Assignment 1: Decide whether each statement below agrees with the forum thread: (a) Brookelyn was sent home on oral antibiotics; (b) her follow-up check-up is set for the following month; (c) her WBC was going up. Answer yes or no for each, quoting the words of the thread that decide it.
Assignment 2: Print the part of the forum thread starting with "## Mackey (Jan" and going on through "Amanda. Still prayin.", verbatim.

Text section:
Don't forget not to go see those movies without me or I'll have to kick your trashy butt.  

K, thx 
Amanda


----------



## LLove (Jan 17, 2010)

5-2!  .. thats all you get!


----------



## Elbow (Jan 17, 2010)

Prayers sent. So sad...but glad to hear she is going to be okay!
Hang in there Amanda,
El


----------



## Hut2 (Jan 17, 2010)

1st I've heard too, prayers sent to the family !


----------



## AmandaM (Jan 18, 2010)

LLove said:


> 5-2!  .. thats all you get!





omg it's sooooo a 5-2 day  I can't get off my butt


Thank you elbow and hut


----------



## jkoch (Jan 18, 2010)

Prayers still being sent.


----------



## Mackey (Jan 18, 2010)

AmandaM said:


> Little Brookelyn was released from the hospital this afternoon!!!! This morning her blood work came back showing her WBC was continuing to go down so they decided to let me bring her home on oral antibiotics. She will have a check up next week to check her blood again and make sure the infection is continuing to go away for good. Thank you all for your thoughts and continued prayers for my little angel. It really means the world to me.
> 
> 
> Dear LL,
> ...



God bless you both Amanda. Still prayin.

Thanks, LL


----------



## AmandaM (Jan 18, 2010)

Thank you ya'll!!! She is 100% better and acting like herself again


----------



## Jasper (Jan 19, 2010)

Prayers sent!


----------



## Spurhunter1 (Jan 19, 2010)

AmandaM said:


> Thank you ya'll!!! She is 100% better and acting like herself again



Really great news!!


----------

[Region pointing data]

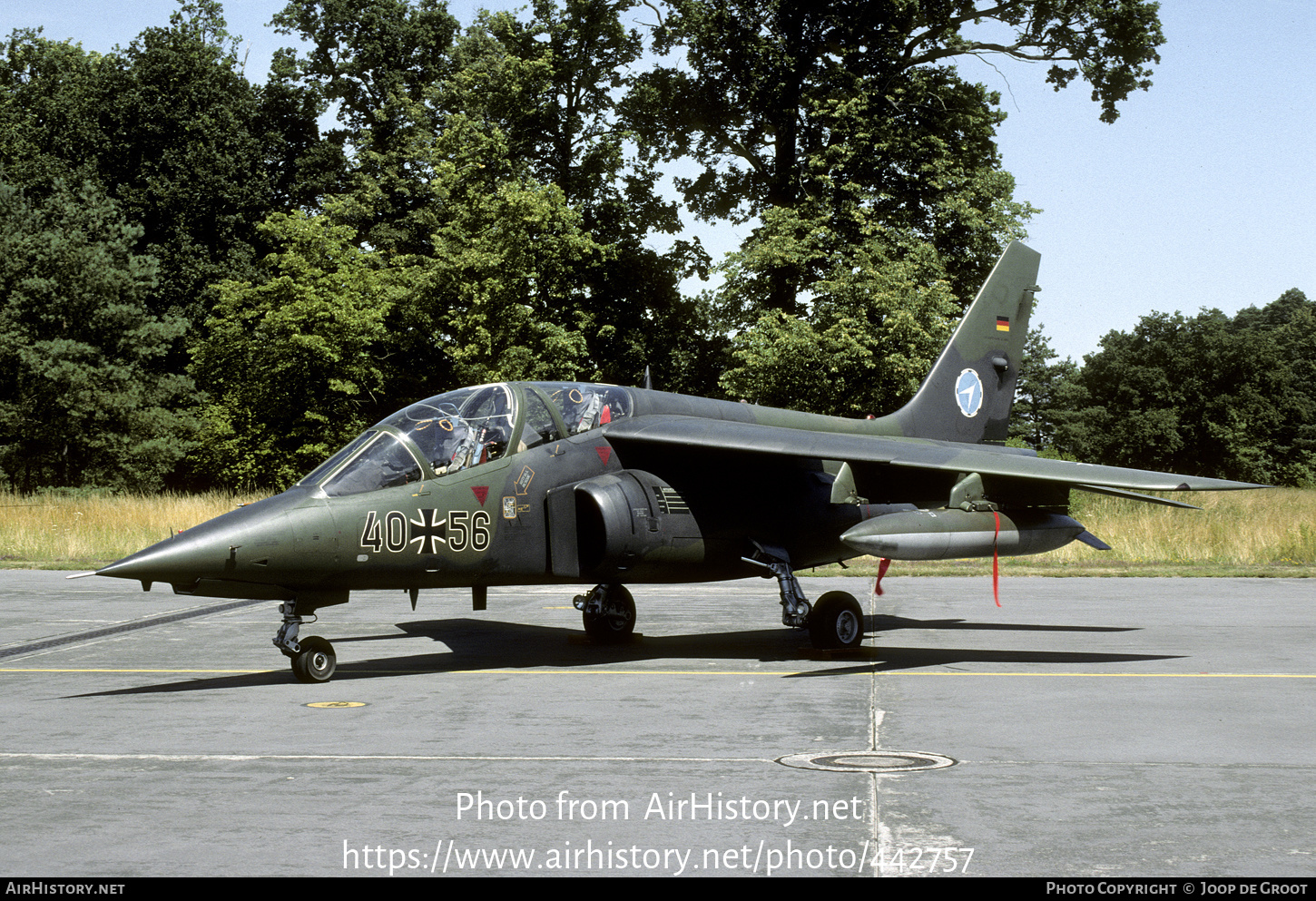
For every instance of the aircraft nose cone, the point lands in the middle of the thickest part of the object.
(204, 552)
(174, 561)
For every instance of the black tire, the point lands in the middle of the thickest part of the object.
(836, 621)
(617, 620)
(316, 661)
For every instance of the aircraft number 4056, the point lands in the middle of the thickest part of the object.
(397, 532)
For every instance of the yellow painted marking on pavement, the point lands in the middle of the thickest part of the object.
(734, 672)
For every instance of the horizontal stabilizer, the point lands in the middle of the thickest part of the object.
(1136, 496)
(719, 436)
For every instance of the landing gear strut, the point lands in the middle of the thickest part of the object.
(608, 613)
(313, 659)
(836, 621)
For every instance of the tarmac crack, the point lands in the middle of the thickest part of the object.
(146, 622)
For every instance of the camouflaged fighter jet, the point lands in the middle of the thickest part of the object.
(561, 483)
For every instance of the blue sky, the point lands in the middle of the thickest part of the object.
(1202, 195)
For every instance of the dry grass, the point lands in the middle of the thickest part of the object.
(81, 532)
(1236, 533)
(1246, 533)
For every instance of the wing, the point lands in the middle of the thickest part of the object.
(690, 433)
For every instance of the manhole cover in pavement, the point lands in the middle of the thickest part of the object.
(869, 762)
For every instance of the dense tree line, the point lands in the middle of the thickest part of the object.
(201, 287)
(1210, 395)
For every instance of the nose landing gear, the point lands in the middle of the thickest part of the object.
(313, 659)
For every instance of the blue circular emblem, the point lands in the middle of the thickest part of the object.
(968, 392)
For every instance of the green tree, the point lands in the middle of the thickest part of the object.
(83, 397)
(1037, 394)
(1203, 397)
(292, 362)
(851, 114)
(877, 327)
(552, 84)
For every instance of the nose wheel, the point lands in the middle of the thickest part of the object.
(836, 621)
(316, 661)
(608, 614)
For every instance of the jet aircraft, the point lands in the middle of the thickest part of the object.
(567, 483)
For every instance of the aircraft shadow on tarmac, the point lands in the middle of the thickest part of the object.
(491, 645)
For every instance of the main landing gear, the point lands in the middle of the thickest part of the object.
(313, 659)
(608, 613)
(836, 621)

Written response 1:
(a) Yes: "they decided to let me bring her home on oral antibiotics"
(b) No: "She will have a check up next week"
(c) No: "her WBC was continuing to go down"

Written response 2:
## Mackey (Jan 18, 2010)

AmandaM said:


> Little Brookelyn was released from the hospital this afternoon!!!! This morning her blood work came back showing her WBC was continuing to go down so they decided to let me bring her home on oral antibiotics. She will have a check up next week to check her blood again and make sure the infection is continuing to go away for good. Thank you all for your thoughts and continued prayers for my little angel. It really means the world to me.
> 
> 
> Dear LL,
> ...



God bless you both Amanda. Still prayin.